Fragmento proporcionado

# # # # # # #

Por otro lado, el problema que la República venía arrastrando desde hacía siglos sobre la repartición del Ager Publicus (el patrimonio público de Roma), y que no había sido resuelto en los tiempos de los hermanos Graco, va a ser encarado por César, lo que le valió también no pocas adhesiones, no sólo de los soldados, sino del amplio espectro de clases medias y desfavorecidas. En principio considerados una buena base para recompensar a los soldados por sus servicios, los lotes de tierra del Ager Publicus se fueron acaparando cada vez más no tanto por éstos, sino por los optimates, que se hicieron más y más fuertes y emplearon estos territorios (convertidos crecientemente en latifundia) en explotaciones ganaderas. Unas explotaciones que, por otra parte, perjudicaban a los agricultores, y obligaban a que se tuviera que importar, por ejemplo, trigo de fuera de Italia, y, con ello, que se perjudicara, también, a las clases medias por el encarecimiento de la vida. Hasta tal punto que, cuando los soldados volvían de sus conquistas y se dedicaban a explotar sus reducidos patrimonios, no se encontraron en una situación lo suficientemente competitiva al haber acaparado los optimates la mayor parte del Ager Publicus. Además habían adquirido, por su potencial económico, la mayor parte de la mano de obra esclava que, de forma tan abundante, estaban suministrando las conquistas. Los sufridos legionarios se vieron así desplazados, al igual que todos los demás sectores humildes, y encontraron en César y su determinación por estas cuestiones (que le hizo aprobar dos leyes sobre la detención del parcelamiento del Ager Publicus de Italia) un honesto defensor de sus intereses, pese a las acusaciones de “monarquismo” del personaje.

Después de todos estos condicionantes, al final, en los idus de marzo del 44 a.C., se termina con la vida del encumbrado César en defensa de los límites al poder personal excesivo51. Pero este hecho no es más que el desenlace violento de un régimen repúblicano que, desde hacía ya años —décadas, más bien— estaba condenado a su desaparición, por sus propias contradicciones internas.

# # # # # # #

Material mostrado
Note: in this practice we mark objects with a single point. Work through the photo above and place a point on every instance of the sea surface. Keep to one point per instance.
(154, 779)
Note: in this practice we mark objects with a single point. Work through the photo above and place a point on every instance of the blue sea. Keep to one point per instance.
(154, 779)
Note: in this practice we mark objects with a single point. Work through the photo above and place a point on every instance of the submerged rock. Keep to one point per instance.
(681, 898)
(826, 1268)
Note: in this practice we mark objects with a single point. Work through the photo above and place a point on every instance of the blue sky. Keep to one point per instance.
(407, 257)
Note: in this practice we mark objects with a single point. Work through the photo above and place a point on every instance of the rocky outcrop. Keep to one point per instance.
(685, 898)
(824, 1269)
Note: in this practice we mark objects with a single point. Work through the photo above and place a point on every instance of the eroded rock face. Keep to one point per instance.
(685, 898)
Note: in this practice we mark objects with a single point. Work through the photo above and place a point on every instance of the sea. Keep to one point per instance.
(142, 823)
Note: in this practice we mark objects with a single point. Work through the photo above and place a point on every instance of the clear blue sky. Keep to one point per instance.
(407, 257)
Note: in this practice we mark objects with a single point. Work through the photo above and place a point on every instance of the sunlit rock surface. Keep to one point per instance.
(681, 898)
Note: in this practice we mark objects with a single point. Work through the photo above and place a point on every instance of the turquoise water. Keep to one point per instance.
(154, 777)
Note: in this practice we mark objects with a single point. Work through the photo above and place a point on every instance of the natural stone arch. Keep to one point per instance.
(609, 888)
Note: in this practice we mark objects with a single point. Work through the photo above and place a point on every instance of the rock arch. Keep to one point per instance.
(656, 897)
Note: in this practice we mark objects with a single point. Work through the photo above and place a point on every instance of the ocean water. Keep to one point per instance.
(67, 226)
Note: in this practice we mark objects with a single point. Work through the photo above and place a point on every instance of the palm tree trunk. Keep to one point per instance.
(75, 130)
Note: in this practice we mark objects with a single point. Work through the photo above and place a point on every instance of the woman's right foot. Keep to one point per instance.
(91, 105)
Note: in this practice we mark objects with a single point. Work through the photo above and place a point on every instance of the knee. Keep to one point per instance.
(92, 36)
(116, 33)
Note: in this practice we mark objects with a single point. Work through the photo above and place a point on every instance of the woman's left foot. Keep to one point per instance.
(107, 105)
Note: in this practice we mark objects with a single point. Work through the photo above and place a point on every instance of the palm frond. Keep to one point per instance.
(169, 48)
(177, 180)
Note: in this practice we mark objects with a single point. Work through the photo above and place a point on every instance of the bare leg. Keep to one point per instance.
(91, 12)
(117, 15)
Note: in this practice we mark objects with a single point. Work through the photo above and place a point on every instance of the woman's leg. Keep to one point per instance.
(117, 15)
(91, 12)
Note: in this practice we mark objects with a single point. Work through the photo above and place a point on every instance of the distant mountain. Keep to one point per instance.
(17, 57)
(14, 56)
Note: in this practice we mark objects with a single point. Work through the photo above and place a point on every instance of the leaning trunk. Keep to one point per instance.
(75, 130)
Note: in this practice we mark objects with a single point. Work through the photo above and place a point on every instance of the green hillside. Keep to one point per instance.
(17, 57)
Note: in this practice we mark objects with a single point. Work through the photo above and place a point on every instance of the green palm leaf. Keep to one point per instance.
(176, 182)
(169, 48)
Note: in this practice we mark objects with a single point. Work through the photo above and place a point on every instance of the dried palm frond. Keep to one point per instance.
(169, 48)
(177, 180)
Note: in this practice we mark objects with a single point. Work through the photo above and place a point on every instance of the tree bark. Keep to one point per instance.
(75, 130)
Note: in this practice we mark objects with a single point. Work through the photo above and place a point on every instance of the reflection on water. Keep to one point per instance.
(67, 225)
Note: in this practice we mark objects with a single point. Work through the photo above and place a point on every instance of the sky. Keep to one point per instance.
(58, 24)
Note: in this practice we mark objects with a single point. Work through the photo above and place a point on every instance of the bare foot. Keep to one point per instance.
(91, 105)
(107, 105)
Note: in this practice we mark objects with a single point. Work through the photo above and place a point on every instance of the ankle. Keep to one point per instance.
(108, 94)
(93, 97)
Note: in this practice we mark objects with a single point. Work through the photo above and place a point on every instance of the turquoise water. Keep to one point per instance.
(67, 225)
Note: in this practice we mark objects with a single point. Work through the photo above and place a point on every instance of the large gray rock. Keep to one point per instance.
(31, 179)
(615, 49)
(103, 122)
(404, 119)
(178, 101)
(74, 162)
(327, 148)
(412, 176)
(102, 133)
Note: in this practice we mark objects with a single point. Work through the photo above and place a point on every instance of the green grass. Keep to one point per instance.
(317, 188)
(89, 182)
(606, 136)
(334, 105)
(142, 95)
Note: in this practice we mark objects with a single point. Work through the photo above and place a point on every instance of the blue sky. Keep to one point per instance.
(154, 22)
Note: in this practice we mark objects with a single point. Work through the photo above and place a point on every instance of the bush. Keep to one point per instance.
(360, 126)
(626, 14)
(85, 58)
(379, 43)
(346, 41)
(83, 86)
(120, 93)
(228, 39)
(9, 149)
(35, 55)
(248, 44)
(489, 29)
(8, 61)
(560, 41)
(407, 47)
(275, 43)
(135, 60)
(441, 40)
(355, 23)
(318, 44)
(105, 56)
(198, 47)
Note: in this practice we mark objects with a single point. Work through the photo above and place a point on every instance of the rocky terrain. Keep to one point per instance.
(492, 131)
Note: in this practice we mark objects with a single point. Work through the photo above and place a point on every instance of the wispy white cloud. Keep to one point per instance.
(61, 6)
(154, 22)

# # # # # # #

Ejercicio
Según el fragmento sobre el Ager Publicus, ¿a qué tipo de explotaciones destinaron los optimates esos territorios?

Respuesta completa
A explotaciones ganaderas.